(Exercise requirements)
**a.** Condense the first paragraph of the credit card contract report, the one beginning "This paper will study a contract", into a bulleted list that keeps its main facts.
**b.** According to the credit card contract report, into how many main principles might the contract's clauses be divided?
**c.** Write the next part of the credit card contract report, picking up right after its final sentence.

(Source text)
(begin)
This paper will study a contract, common in business law; but more specifically, this report will analyze a credit card agreement from CIBC Visa. In studying this contract, it will show what a contract is and the legal framework that it implies. In studying the clauses of this contract, one will familiarize oneself with the legal terms and jargon that all contracts consist of. In explaining these clauses, one might be able to divide them into twelve main principles that a contracting agreement should consist of. This paper will then analyze the clauses and any potential flaws or problems, and later suggest changes that should be applied. These can be considerable change, for instance, adding or removing clauses or can be simply a small change, such as changing a few words in a clause or fixing a spelling error. This report will then move on to challenge the legal reasoning of the contract and finally explain the legal corrective measures that are identified at the end of this paper. All of these things will be tied into the general foundation of business law and how they all connect.
Table of contents
1. Executive Summary
2. Introduction
3. Clause-by-Clause Analysis
4. Discussion
5. Recommendation
6. Legal Corrective Measures
7. Conclusion
8. Appendices
9. Works Cited
10. Contract
1. Executive summary
This paper will study a contract, common in business law; but more specifically, this report will analyze a credit card agreement from CIBC Visa. In studying this contract, it will show what a contract is and the legal framework that it implies. In studying the clauses of this contract, one will familiarize oneself with the legal terms and jargon that all contracts consist of. In explaining these clauses, one might be able to divide them into twelve main principles that a contracting agreement should consist of. This paper will then analyze the clauses and any potential flaws or problems, and later suggest changes that should be applied. These can be considerable change, for instance, adding or removing clauses or can be simply a small change, such as changing a few words in a clause or fixing a spelling error. This report will then move on to challenge the legal reasoning of the contract and finally explain the legal corrective measures that are identified at the end of this paper. All of these things will be tied into the general foundation of business law and how they all connect.
(end)
(Stored records)
(begin)
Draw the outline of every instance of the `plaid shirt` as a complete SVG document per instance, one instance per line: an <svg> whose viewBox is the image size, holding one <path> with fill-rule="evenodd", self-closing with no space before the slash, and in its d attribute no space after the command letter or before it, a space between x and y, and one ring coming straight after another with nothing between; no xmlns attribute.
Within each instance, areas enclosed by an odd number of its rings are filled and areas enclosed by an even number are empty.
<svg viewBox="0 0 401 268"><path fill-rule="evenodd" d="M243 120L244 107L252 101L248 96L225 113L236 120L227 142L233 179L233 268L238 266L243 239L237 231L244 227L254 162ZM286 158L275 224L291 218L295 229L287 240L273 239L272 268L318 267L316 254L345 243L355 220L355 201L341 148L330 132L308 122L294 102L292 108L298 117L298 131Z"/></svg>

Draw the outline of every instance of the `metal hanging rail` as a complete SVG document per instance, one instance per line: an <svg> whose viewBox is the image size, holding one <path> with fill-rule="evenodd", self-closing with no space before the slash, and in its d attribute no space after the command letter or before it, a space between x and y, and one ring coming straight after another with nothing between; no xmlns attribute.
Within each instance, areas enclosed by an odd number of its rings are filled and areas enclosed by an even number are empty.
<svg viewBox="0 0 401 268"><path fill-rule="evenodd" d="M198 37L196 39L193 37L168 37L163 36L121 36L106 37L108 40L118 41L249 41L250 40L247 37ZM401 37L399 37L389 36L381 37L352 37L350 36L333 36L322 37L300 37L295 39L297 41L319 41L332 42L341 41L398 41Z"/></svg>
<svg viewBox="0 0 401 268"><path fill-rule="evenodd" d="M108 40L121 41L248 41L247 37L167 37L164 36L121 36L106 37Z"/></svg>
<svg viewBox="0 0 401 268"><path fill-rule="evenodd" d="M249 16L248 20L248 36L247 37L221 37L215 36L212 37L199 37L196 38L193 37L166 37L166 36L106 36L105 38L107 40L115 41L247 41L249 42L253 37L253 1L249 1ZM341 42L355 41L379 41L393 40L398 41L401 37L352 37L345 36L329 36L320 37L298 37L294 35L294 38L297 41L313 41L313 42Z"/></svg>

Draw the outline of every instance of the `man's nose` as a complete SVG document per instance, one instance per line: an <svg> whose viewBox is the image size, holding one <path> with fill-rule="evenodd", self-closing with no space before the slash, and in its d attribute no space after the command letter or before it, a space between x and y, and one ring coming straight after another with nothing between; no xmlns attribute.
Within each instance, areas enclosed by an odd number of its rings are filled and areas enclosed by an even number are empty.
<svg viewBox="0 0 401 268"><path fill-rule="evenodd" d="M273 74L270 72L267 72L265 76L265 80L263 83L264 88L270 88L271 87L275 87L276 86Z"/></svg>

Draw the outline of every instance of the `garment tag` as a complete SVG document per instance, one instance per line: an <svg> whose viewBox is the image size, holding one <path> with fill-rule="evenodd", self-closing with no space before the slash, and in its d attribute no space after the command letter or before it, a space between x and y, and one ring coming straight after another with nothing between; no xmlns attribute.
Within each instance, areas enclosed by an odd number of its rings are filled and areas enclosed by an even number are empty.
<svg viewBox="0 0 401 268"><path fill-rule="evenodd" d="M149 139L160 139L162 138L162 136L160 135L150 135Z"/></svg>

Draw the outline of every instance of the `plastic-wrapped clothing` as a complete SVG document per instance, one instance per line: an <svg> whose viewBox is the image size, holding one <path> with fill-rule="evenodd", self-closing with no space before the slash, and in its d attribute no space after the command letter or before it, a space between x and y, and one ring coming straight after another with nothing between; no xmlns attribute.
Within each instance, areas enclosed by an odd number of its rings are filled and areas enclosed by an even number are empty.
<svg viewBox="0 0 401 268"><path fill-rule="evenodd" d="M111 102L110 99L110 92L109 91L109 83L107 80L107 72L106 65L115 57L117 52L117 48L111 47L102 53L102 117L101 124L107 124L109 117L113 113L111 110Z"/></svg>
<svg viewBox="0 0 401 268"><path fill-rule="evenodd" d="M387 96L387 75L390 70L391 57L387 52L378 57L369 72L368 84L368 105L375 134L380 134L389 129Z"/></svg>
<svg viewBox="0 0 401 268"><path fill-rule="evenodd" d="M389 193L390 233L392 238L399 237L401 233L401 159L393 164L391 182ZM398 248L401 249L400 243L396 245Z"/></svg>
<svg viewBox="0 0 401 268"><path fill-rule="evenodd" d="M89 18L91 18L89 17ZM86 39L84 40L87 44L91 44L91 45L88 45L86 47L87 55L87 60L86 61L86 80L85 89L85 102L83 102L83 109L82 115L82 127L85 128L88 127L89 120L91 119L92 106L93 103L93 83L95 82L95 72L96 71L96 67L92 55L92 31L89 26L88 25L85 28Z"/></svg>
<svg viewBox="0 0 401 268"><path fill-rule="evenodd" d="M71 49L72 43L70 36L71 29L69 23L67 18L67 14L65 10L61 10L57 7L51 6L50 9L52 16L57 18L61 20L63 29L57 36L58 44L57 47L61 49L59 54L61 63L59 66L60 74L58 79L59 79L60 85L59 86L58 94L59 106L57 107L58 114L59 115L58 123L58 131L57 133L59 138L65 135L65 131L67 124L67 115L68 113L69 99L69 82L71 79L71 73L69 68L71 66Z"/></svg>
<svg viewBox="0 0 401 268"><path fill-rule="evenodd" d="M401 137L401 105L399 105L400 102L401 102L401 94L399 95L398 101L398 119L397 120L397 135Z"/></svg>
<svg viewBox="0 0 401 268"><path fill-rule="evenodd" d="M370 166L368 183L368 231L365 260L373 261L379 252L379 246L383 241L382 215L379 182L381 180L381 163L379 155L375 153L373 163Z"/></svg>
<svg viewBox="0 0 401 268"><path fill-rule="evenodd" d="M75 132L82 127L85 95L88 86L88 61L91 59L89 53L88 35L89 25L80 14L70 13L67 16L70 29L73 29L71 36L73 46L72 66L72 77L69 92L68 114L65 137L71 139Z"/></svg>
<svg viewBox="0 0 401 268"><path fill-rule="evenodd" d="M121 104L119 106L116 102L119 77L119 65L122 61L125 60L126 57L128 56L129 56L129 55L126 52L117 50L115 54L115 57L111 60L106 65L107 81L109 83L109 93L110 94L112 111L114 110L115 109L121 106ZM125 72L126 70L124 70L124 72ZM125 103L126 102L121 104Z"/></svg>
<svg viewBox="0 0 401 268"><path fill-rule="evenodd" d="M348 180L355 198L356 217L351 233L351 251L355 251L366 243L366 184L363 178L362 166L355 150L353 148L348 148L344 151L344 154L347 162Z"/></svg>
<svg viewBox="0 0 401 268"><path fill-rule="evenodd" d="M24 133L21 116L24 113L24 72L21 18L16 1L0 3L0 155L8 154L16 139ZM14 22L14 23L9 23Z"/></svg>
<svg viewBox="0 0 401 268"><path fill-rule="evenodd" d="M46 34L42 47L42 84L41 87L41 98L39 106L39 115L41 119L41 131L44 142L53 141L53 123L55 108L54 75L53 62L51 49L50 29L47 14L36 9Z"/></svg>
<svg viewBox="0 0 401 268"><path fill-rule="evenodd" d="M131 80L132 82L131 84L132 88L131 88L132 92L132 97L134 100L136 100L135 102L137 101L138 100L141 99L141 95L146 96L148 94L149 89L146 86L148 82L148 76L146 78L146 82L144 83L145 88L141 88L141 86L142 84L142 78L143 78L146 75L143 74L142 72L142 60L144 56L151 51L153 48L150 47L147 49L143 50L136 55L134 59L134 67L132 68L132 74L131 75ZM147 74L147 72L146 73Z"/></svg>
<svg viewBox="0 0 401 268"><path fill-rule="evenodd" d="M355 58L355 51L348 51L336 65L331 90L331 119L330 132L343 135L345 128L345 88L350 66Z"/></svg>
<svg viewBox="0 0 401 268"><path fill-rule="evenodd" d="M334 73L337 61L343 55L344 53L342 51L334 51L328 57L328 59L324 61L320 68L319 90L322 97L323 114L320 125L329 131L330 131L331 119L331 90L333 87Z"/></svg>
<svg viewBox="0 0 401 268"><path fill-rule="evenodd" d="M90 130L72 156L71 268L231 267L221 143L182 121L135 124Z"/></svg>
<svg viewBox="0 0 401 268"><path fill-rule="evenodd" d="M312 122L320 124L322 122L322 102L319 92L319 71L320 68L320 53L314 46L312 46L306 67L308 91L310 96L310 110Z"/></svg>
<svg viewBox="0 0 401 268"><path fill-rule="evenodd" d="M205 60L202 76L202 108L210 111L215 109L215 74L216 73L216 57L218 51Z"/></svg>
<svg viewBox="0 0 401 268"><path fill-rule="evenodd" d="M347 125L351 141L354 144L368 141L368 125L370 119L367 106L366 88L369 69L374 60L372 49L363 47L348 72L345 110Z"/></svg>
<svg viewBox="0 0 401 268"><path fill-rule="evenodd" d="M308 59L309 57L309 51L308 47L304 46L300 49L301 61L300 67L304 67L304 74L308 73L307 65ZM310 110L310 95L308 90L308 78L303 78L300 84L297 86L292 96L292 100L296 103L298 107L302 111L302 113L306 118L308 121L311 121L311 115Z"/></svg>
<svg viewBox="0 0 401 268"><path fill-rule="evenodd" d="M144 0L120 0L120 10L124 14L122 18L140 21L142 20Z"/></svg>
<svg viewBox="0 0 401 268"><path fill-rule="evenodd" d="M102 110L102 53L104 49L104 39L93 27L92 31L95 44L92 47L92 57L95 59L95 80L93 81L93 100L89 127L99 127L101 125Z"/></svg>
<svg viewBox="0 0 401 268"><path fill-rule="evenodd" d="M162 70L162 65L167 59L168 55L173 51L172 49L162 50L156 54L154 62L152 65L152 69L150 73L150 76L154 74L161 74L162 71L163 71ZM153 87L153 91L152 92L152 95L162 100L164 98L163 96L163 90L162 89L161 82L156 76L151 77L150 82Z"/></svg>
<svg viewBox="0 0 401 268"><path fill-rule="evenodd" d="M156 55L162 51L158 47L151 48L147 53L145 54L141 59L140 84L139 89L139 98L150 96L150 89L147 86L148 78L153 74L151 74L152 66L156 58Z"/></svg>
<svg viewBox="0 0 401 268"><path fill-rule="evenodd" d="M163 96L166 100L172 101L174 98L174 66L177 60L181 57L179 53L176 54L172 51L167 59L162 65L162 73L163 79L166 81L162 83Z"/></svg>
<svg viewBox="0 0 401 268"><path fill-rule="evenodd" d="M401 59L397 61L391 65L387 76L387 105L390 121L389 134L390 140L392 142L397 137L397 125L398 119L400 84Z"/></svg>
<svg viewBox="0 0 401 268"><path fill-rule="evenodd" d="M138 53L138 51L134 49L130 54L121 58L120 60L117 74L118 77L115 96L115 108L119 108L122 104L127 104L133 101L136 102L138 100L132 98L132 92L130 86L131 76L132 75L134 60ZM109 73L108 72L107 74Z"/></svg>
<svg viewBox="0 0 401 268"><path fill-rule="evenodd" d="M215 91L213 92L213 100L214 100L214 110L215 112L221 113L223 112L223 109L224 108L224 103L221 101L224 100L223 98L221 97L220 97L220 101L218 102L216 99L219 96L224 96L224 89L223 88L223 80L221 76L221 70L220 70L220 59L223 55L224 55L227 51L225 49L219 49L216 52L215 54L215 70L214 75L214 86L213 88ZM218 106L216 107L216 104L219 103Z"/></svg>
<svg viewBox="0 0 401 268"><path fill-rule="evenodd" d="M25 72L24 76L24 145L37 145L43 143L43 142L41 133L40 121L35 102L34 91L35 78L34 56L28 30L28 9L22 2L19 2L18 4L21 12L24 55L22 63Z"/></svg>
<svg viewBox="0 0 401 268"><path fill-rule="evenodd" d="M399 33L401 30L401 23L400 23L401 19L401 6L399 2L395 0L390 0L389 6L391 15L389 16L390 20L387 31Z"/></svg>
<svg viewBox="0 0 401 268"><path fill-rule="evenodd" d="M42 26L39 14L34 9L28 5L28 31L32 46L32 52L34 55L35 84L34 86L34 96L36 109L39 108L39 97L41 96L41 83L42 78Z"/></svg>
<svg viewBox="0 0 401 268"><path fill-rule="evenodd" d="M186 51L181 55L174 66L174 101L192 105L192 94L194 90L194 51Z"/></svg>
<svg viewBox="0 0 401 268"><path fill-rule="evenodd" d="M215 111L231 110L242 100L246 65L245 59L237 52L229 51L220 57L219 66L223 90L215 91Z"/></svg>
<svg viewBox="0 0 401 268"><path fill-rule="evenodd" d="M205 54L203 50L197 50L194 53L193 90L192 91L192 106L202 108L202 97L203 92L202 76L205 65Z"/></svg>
(end)
(Answer set)
**a.**
- Analyzes a CIBC Visa credit card agreement as an example of a contract in business law.
- Shows what a contract is and the legal framework it implies.
- Uses the contract's clauses to introduce the legal terms and jargon found in all contracts, possibly grouping the clauses into twelve main principles.
- Examines the clauses for flaws or problems and suggests changes, from adding or removing clauses to rewording a clause or fixing a spelling error.
- Challenges the contract's legal reasoning and explains legal corrective measures at the end.
- Connects all of this to the general foundation of business law.

**b.** Twelve.

**c.**
2. Introduction
This paper is designed to explain a typical credit card agreement; first, it will explain all clauses and the true meaning behind the legal verbiage. Secondly, this paper will define and apply various legal principles as they apply to the contemporary legal environment. By exposing this information and relaying it in a means that is more comprehensible for everyone, it is eliminating the advantage that big credit companies use when they create long, complicated, and often confusing contracts that are not suited for the average consumer. Obviously, not many people (if any) are bringing a lawyer with them to open a daily bank account or a simple line of credit, for example, so financial organizations know that they can take advantage of the average client in the terms, notes, agreements, appendixes, etc, or herein referred to as the “fine print”. It can be confusing even for legal professionals, as it is sometimes specifically ambiguous; which will be discussed later in this report. By examining a real and current contract with a well-known credit company, this paper will determine how much is actually hidden in the fine print. It will take a clause-by-clause analysis of the credit card agreement and support it with the surrounding legal framework and report and discuss all observations. But before analyzing the credit card agreement, one must become familiar with contract law and how it pertains to everyday applications such as banking.
A credit card agreement is the essential document that outlines all the rules and terms concerning usage, payments, and other vital information that all parties are to sign and agree upon. It is a document including term and conditions that are to be agreed upon beforehand. Every binding agreement (including credit card agreements) starts with an offer by one party followed by acceptance by another party. Offers and acceptances need not be in writing, although it usually is in the credit/banking industry. An offer must be definite enough to be understood by both parties as an invitation to enter a legally binding arrangement. Problems often arise when one party makes an offer, and the other party accepts the offer on different terms; however, counter-offers, which require an additional acceptance in order to create a legal obligation, are rare from credit companies. The big banking ideology largely resembles the cliché “take it or leave it” with regards to fees, services, rates, etc.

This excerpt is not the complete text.